• Source records
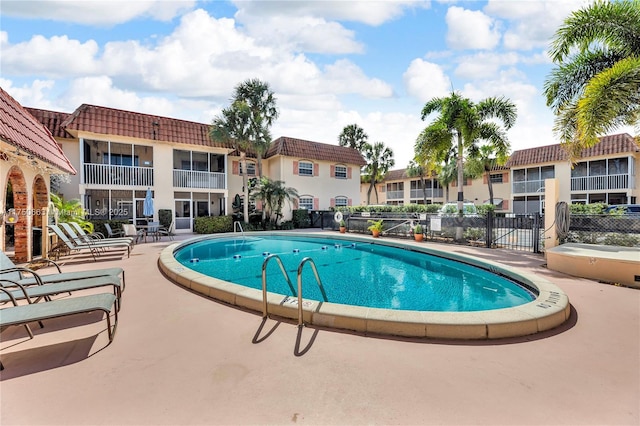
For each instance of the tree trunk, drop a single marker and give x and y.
(459, 229)
(245, 187)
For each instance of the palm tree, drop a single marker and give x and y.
(234, 126)
(353, 136)
(461, 125)
(417, 170)
(379, 160)
(595, 86)
(262, 104)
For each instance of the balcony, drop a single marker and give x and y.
(202, 180)
(597, 183)
(526, 187)
(105, 174)
(395, 195)
(431, 193)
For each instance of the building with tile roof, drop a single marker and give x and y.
(29, 155)
(119, 154)
(606, 172)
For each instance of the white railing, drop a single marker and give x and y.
(431, 193)
(594, 183)
(193, 179)
(105, 174)
(395, 195)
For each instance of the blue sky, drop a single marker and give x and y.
(330, 63)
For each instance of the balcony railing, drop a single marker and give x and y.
(105, 174)
(395, 195)
(431, 193)
(194, 179)
(530, 186)
(594, 183)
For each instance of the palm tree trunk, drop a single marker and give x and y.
(459, 229)
(245, 187)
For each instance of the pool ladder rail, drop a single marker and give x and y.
(304, 261)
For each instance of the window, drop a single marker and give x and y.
(341, 172)
(496, 178)
(305, 169)
(251, 168)
(306, 203)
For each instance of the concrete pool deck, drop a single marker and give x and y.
(180, 358)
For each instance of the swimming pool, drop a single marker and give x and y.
(386, 277)
(469, 305)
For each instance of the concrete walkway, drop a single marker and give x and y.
(181, 359)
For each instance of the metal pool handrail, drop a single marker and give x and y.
(315, 272)
(264, 281)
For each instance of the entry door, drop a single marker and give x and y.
(183, 214)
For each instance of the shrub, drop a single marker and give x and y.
(213, 224)
(301, 218)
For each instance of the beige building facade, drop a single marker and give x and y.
(607, 173)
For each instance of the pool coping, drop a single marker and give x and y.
(550, 309)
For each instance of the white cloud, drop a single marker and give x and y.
(101, 13)
(532, 23)
(368, 12)
(425, 80)
(56, 56)
(484, 64)
(468, 29)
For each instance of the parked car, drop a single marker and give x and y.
(625, 209)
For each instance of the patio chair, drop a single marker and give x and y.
(93, 247)
(15, 291)
(166, 231)
(26, 277)
(111, 233)
(133, 233)
(93, 236)
(25, 314)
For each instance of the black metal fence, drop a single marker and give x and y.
(522, 232)
(514, 232)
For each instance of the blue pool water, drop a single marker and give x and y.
(356, 273)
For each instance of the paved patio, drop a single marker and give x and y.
(179, 358)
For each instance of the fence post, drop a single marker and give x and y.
(489, 229)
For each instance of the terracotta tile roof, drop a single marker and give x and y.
(109, 121)
(291, 147)
(399, 174)
(52, 120)
(22, 130)
(613, 144)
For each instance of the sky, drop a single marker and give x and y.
(329, 63)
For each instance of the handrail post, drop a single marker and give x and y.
(264, 281)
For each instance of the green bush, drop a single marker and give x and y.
(165, 216)
(213, 224)
(624, 240)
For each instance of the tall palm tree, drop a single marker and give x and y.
(234, 126)
(353, 136)
(462, 125)
(379, 160)
(417, 170)
(262, 103)
(595, 86)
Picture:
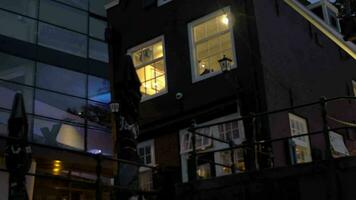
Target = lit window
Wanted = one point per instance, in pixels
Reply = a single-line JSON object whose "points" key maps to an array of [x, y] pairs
{"points": [[229, 131], [300, 145], [162, 2], [201, 142], [146, 152], [150, 67], [211, 38]]}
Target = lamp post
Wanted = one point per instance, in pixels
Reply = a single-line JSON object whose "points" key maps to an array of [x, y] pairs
{"points": [[225, 66]]}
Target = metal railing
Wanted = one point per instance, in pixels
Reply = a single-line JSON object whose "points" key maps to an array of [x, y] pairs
{"points": [[252, 146]]}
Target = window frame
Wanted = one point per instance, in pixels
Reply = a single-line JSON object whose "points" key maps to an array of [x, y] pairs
{"points": [[143, 45], [297, 140], [200, 146], [192, 43]]}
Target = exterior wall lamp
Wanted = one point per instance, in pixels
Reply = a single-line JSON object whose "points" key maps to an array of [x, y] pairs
{"points": [[114, 107], [225, 64]]}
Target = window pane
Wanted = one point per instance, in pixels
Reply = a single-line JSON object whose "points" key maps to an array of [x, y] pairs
{"points": [[98, 115], [99, 89], [55, 133], [8, 91], [158, 50], [210, 52], [97, 28], [83, 4], [100, 140], [150, 68], [16, 69], [69, 82], [62, 40], [4, 117], [59, 106], [17, 26], [62, 15], [97, 7], [26, 7], [98, 50]]}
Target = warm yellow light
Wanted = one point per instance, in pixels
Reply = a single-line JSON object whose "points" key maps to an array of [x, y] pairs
{"points": [[225, 20], [57, 162], [56, 169]]}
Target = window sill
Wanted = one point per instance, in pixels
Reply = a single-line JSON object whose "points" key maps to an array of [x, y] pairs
{"points": [[147, 98], [197, 78]]}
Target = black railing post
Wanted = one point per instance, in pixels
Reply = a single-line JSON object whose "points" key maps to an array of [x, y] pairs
{"points": [[328, 155], [194, 153], [98, 177]]}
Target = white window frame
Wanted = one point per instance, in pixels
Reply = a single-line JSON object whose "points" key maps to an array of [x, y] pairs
{"points": [[202, 146], [153, 157], [303, 141], [162, 2], [143, 45], [194, 67]]}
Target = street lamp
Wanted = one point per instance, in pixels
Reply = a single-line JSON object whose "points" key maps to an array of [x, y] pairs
{"points": [[225, 64]]}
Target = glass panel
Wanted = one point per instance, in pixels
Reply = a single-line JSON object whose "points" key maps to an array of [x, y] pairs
{"points": [[26, 7], [4, 117], [158, 50], [98, 50], [62, 15], [16, 69], [99, 89], [8, 91], [83, 4], [97, 7], [211, 51], [60, 107], [17, 26], [98, 115], [211, 27], [55, 133], [69, 82], [62, 40], [100, 141], [97, 28]]}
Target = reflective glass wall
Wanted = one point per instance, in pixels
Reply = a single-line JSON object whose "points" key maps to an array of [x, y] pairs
{"points": [[65, 108], [72, 26]]}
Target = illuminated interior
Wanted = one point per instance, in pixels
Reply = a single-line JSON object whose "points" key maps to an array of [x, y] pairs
{"points": [[150, 68], [57, 167], [212, 40]]}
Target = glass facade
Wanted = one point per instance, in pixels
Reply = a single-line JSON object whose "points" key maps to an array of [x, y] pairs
{"points": [[52, 48], [69, 110], [75, 27]]}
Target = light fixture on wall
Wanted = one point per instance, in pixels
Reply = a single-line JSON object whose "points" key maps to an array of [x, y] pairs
{"points": [[225, 20], [225, 64], [114, 107]]}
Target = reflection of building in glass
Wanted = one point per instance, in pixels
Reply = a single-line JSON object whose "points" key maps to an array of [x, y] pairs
{"points": [[56, 55]]}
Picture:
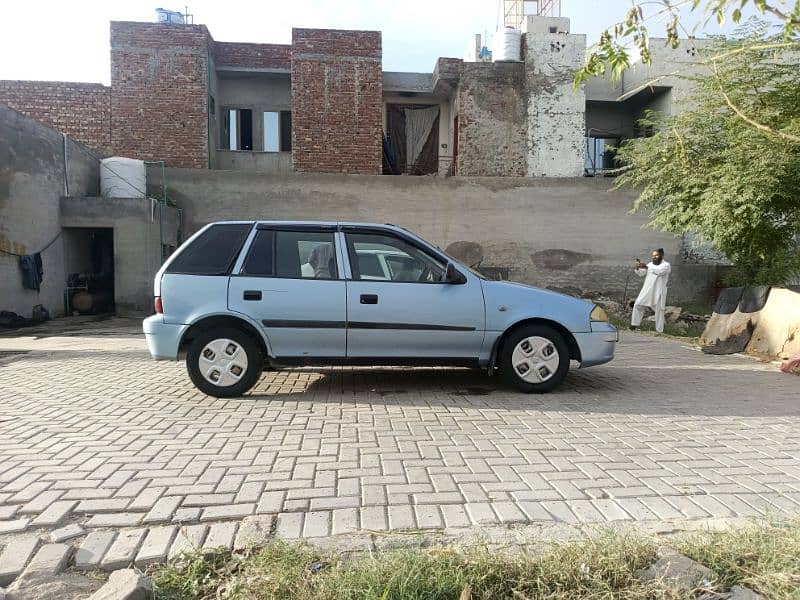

• EXERCISE INSTRUCTIONS
Reproduce all of the data above line for line, leaving out the pictures.

• EXERCISE SOLUTION
For each instance of the tree trunk, drop a single marker and give x and y.
(459, 229)
(245, 187)
For each instance of the palm tree, drop a single marker and give x and y.
(234, 126)
(353, 136)
(461, 125)
(417, 170)
(379, 160)
(595, 86)
(262, 104)
For each instance of the balcony, drop a single marker and give x and y.
(202, 180)
(597, 183)
(526, 187)
(105, 174)
(395, 195)
(431, 193)
For each instance of the building with tile roof, drop a single marker and give x and y.
(29, 155)
(119, 154)
(606, 172)
For each instance of the white railing, drop a single marker and give x and y.
(431, 193)
(594, 183)
(193, 179)
(105, 174)
(395, 195)
For each instance of the blue sky, drop a single marker and give x and y.
(330, 63)
For each instance of the balcony railing, drop a single marker and give x and y.
(105, 174)
(395, 195)
(431, 193)
(194, 179)
(530, 186)
(594, 183)
For each instance of the palm tree trunk, drop a single marker and give x and y.
(459, 229)
(245, 187)
For each instance of the pool ladder rail, drop a single marker and give x and y.
(304, 261)
For each instance of the window, drop a single marker and give x and y.
(341, 172)
(496, 178)
(305, 169)
(251, 168)
(306, 203)
For each instance of the concrete pool deck, drop a single marker and give x and y.
(180, 358)
For each instance of the swimming pool, drop a single marker and give x and y.
(386, 277)
(469, 305)
For each instance of the concrete walkway, drop a single marker and give x and y.
(181, 359)
For each instance of the metal pool handrail, drop a single marker and give x and y.
(315, 272)
(264, 281)
For each instance of the entry door, drop a single marker and give x and y.
(183, 214)
For each instance of the shrub, drop a single marker and give x and y.
(213, 224)
(301, 218)
For each instance of the beige building facade, drop a single marker and give x and y.
(607, 173)
For each instance of the pool coping, drop a single marker and give x and y.
(550, 309)
For each instance of the white cloud, drop a single marker and give x and y.
(101, 13)
(532, 23)
(368, 12)
(425, 80)
(56, 56)
(484, 64)
(468, 29)
For each instance of the parked car, drop a single marker and give x and y.
(625, 209)
For each instance of the patio chair, drop a single marker and give x and y.
(93, 247)
(15, 291)
(166, 231)
(26, 277)
(111, 233)
(133, 233)
(93, 236)
(25, 314)
For each instance of the black metal fence, drop a single marker and give x and y.
(522, 232)
(514, 232)
For each instance of the blue pool water, drop a single marker and give x and y.
(356, 273)
For each instance of the paved patio, drop a single marker and give x and y.
(179, 358)
For each instance of the fence post, drop a single marker and give x and y.
(489, 229)
For each instance of the terracotta tile roof, drop a single marker and give x and y.
(109, 121)
(291, 147)
(399, 174)
(52, 120)
(22, 130)
(613, 144)
For each instance of the sky, drop a single marker and give x and y.
(329, 63)
For each instance of the handrail post, drop a single marker and give x and y.
(264, 281)
For each instance of the green bush, drop a single marker and give x and y.
(165, 216)
(213, 224)
(624, 240)
For each instance of the tall palm tree, drop a single marker and give x and y.
(234, 126)
(353, 136)
(462, 125)
(379, 160)
(417, 170)
(262, 103)
(595, 86)
Picture:
Target = lit window
Wanted = one point per instance, in pixels
Reply = a single-line JSON object whose "points" key maps to an array of [x, y] pairs
{"points": [[229, 131], [300, 145], [162, 2], [201, 142], [146, 152], [150, 67], [211, 38]]}
Target = lamp post
Wanted = one point per instance, in pixels
Reply = a single-line JSON object whose "points" key maps to an array of [x, y] pairs
{"points": [[225, 66]]}
Target = metal railing
Wanted = one point per instance, in pixels
Reply = a single-line JSON object whose "points" key maps to an array of [x, y] pairs
{"points": [[252, 146]]}
Target = window frame
Wanted = one point per instance, in pixels
Reply = a single-line JSON object whose "points" key maps to an array of [x, y] pairs
{"points": [[143, 45], [297, 140], [200, 146], [192, 43]]}
Target = exterior wall lamp
Wanted = one point per instance, in pixels
Reply = a single-line JSON object whose "points" key maps to an array of [x, y] pairs
{"points": [[114, 107], [225, 64]]}
Target = window pane
Wanted = one point per instance, in pixels
Reply = a single-line JSON object whose "points" key maps to an array of [x, y] pairs
{"points": [[98, 115], [99, 89], [55, 133], [8, 91], [158, 50], [210, 52], [97, 28], [83, 4], [100, 140], [150, 68], [16, 69], [69, 82], [62, 40], [4, 117], [59, 106], [17, 26], [62, 15], [97, 7], [26, 7], [98, 50]]}
Target = warm yellow light
Wanted = one point per instance, in pixels
Reply = a single-line JSON object whose "points" key maps to an array of [x, y] pairs
{"points": [[225, 20], [57, 162], [56, 169]]}
Target = window sill
Wanted = one point per instance, in pixels
Reply = a single-line JSON object whose "points" key maps to an array of [x, y] pairs
{"points": [[147, 98], [197, 78]]}
Target = black railing post
Wanted = one point per instance, in pixels
Reply = a single-line JSON object whose "points" key maps to an array of [x, y] pairs
{"points": [[328, 155], [194, 153], [98, 177]]}
Target = white window frame
Wanted = one point per instance, in pixels
Reply = a single-line JSON object whose "points" key maps to an array of [x, y] pairs
{"points": [[202, 146], [153, 157], [303, 141], [162, 2], [143, 45], [194, 67]]}
Target = street lamp
Wanted = one point per instance, in pixels
Reply = a single-line JSON object whose "points" key maps to an array of [x, y] pairs
{"points": [[225, 64]]}
Target = glass panel
Wanted = one point per instance, in pixels
Reply = a single-line JSON object whose "points" key maps to an array of [x, y] pairs
{"points": [[26, 7], [4, 117], [158, 50], [98, 50], [62, 15], [16, 69], [99, 89], [8, 91], [83, 4], [97, 7], [211, 51], [60, 107], [17, 26], [98, 115], [211, 27], [55, 133], [69, 82], [62, 40], [100, 141], [97, 28]]}
Target = reflective glass wall
Wanted = one point per instance, in pixels
Reply = a single-line JSON object whose "points" key maps to an array of [x, y] pairs
{"points": [[65, 108], [72, 26]]}
Target = illuminated interior
Wanted = one point per instance, in pixels
Reply = a single-line JSON object whose "points" key maps to an array of [x, y] pairs
{"points": [[150, 68], [57, 167], [212, 40]]}
Target = glass facade
Wanted = one point per instance, in pixels
Reply = a single-line JSON object whose "points" key maps to an array of [x, y] pairs
{"points": [[52, 48], [69, 110], [75, 27]]}
Target = light fixture on wall
Wanted = one point per instance, in pixels
Reply = a single-line JSON object whose "points" key maps to an array of [x, y] pairs
{"points": [[225, 20], [225, 64], [114, 107]]}
Target = reflection of building in glass
Wanted = one point per instance, in pixels
Reply = a single-line JSON object whose "points" key maps to an array of [x, y] pairs
{"points": [[56, 55]]}
Picture:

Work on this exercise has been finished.